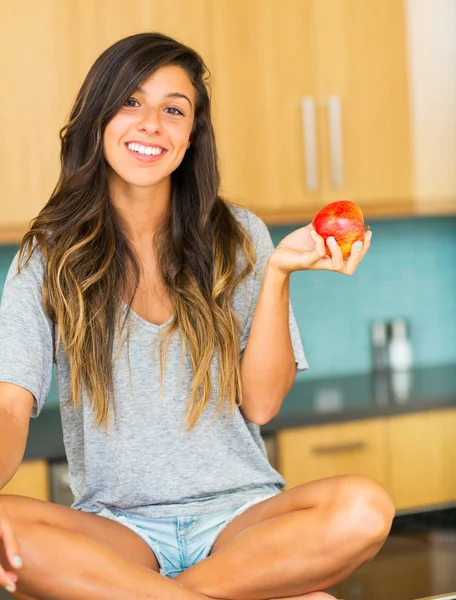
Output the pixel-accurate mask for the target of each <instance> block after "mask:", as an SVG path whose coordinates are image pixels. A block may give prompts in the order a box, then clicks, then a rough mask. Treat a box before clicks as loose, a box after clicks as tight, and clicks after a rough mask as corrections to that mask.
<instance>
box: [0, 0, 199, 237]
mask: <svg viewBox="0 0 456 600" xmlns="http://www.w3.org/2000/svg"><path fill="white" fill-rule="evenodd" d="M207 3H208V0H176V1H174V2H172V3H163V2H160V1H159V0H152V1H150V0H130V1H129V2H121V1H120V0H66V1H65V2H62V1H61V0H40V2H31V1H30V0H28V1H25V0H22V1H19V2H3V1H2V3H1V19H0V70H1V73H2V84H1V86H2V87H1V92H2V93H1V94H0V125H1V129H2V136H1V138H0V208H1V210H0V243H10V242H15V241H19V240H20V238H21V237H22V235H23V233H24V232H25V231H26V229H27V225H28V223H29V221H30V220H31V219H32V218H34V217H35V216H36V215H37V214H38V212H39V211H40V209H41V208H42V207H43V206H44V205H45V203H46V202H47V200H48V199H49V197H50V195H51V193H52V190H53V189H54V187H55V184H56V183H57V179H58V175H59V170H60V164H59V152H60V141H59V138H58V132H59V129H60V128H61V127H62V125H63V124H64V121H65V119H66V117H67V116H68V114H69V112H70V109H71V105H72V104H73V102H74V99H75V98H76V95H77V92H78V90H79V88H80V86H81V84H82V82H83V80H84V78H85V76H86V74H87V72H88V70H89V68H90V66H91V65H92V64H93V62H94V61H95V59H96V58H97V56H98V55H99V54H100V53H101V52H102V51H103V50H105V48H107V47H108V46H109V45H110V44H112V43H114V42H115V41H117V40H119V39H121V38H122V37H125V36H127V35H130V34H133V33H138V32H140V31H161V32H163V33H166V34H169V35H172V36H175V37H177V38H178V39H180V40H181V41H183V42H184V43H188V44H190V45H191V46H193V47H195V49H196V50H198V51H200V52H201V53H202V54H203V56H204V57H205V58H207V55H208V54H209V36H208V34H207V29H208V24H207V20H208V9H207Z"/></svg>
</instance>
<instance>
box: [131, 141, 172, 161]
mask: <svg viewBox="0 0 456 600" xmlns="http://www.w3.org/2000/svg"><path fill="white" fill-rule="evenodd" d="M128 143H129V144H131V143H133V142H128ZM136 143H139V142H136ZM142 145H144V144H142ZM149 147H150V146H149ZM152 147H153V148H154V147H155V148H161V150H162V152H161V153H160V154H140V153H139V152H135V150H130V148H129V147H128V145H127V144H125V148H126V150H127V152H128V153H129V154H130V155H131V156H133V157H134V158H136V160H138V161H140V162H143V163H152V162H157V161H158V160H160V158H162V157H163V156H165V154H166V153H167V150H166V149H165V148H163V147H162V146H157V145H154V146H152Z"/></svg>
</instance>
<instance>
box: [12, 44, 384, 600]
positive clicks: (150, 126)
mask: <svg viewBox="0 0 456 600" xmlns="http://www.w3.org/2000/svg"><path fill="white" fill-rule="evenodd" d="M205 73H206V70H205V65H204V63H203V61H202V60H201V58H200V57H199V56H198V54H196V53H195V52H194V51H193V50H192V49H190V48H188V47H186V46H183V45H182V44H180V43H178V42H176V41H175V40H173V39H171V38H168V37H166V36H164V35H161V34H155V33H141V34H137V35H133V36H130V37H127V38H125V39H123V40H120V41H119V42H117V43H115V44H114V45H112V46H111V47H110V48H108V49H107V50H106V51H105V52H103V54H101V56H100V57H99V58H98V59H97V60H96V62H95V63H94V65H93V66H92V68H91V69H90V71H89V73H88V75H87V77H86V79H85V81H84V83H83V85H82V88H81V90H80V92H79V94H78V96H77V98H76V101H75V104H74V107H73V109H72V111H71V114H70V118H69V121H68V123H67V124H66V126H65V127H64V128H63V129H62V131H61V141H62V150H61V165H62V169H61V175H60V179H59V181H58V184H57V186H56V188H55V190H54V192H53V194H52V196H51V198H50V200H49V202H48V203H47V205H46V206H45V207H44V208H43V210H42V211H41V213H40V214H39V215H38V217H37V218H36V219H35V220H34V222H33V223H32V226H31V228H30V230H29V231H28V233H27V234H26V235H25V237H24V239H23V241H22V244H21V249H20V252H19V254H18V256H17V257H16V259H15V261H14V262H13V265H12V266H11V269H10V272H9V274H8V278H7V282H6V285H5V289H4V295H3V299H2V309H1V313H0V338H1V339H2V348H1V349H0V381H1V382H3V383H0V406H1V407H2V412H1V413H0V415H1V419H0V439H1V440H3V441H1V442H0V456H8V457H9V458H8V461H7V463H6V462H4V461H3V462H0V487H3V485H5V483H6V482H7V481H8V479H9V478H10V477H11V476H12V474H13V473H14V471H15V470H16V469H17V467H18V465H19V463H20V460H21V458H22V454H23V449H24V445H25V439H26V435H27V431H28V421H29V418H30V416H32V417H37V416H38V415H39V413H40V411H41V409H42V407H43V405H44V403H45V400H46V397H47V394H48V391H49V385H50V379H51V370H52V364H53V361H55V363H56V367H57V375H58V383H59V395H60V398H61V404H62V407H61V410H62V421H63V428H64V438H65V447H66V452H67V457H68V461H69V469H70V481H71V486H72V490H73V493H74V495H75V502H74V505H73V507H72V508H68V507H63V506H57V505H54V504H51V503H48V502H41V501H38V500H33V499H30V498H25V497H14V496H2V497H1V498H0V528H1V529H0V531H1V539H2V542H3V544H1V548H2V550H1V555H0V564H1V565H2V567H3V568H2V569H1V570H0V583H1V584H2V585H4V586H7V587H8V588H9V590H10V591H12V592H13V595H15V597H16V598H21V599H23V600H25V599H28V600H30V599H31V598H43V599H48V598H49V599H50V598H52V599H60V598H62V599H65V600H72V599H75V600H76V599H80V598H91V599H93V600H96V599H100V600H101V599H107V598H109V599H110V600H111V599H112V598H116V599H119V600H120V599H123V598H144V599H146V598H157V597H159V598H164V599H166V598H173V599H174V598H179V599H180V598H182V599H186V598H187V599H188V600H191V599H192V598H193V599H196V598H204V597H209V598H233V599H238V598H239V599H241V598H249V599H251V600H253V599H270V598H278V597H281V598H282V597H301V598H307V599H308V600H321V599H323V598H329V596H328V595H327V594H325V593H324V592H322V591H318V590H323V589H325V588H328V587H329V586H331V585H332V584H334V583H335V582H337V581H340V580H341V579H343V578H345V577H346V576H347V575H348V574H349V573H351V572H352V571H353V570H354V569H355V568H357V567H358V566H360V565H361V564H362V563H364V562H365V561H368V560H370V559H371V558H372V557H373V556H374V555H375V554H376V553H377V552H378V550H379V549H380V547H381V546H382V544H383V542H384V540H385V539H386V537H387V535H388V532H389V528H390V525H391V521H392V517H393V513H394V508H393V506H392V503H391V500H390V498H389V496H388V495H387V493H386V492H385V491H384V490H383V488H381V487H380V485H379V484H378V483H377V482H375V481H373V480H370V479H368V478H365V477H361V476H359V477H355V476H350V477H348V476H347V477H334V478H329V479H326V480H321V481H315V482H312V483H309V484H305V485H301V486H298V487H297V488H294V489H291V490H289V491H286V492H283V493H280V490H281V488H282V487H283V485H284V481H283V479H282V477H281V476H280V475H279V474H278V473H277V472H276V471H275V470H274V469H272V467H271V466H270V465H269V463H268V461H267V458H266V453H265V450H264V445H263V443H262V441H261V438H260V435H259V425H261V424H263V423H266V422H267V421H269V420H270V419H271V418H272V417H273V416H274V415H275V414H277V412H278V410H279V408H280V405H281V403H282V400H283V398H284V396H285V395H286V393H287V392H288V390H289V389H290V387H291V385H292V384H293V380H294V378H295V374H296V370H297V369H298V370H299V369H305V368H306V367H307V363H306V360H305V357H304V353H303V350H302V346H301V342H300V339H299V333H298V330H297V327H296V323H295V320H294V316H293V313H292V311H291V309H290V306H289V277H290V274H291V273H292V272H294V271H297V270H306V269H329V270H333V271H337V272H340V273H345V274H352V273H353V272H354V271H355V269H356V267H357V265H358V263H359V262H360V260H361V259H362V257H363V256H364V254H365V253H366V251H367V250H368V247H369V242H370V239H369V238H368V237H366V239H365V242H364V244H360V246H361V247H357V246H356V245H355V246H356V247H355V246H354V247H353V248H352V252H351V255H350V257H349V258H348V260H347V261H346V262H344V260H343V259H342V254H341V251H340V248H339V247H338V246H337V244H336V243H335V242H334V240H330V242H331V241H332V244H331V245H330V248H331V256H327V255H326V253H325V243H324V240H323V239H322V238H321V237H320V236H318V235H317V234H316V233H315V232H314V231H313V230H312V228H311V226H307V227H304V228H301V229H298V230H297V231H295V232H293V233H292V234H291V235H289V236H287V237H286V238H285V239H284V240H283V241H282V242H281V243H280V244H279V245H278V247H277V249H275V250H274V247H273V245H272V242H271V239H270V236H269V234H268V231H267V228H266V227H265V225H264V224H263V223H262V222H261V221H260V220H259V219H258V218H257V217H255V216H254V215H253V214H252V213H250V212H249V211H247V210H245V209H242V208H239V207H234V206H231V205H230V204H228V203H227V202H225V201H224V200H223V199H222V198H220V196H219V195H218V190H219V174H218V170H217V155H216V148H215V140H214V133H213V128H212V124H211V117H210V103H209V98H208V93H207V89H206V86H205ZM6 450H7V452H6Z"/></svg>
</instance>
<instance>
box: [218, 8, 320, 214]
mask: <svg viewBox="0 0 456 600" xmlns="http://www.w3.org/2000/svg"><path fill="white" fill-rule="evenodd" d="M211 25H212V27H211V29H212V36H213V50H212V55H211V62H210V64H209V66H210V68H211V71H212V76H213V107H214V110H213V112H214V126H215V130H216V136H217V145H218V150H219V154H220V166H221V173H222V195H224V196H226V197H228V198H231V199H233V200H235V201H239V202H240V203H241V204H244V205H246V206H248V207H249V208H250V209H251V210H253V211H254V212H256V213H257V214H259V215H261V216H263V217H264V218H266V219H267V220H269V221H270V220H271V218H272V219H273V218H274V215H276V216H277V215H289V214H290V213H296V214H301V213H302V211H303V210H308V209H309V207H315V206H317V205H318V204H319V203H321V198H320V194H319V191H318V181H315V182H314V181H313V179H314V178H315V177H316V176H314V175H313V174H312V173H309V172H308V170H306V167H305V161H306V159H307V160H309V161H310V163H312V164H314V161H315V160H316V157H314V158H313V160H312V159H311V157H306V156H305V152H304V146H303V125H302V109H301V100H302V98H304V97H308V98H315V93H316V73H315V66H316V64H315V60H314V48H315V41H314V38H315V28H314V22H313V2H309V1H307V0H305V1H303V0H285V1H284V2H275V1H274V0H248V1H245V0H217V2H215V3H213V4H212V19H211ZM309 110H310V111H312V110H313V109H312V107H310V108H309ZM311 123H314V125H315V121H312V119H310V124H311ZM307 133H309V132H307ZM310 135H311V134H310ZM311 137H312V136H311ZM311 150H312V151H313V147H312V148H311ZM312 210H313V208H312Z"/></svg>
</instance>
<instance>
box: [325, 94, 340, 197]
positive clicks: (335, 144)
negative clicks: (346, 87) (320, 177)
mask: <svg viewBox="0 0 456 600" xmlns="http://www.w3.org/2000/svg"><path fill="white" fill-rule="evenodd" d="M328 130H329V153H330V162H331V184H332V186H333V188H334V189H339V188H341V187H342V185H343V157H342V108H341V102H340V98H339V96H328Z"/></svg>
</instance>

**Exercise instructions**
Rewrite everything from the start of the entries down to and including the line containing "box: [0, 0, 199, 237]", replacing "rough mask" with "coarse mask" and leaving all else unchanged. Omit the pictures from the answer.

**Worked solution**
Output the pixel-accurate mask for the target of each <instance> block after "mask:", as an SVG path whose coordinates are image pixels. A block may give prompts in the order a box, then clicks, then a coarse mask. Treat a box before clicks as loose, a box after clicks as tight, and clicks after a coarse mask as corrections to that mask.
<instance>
box: [0, 0, 199, 237]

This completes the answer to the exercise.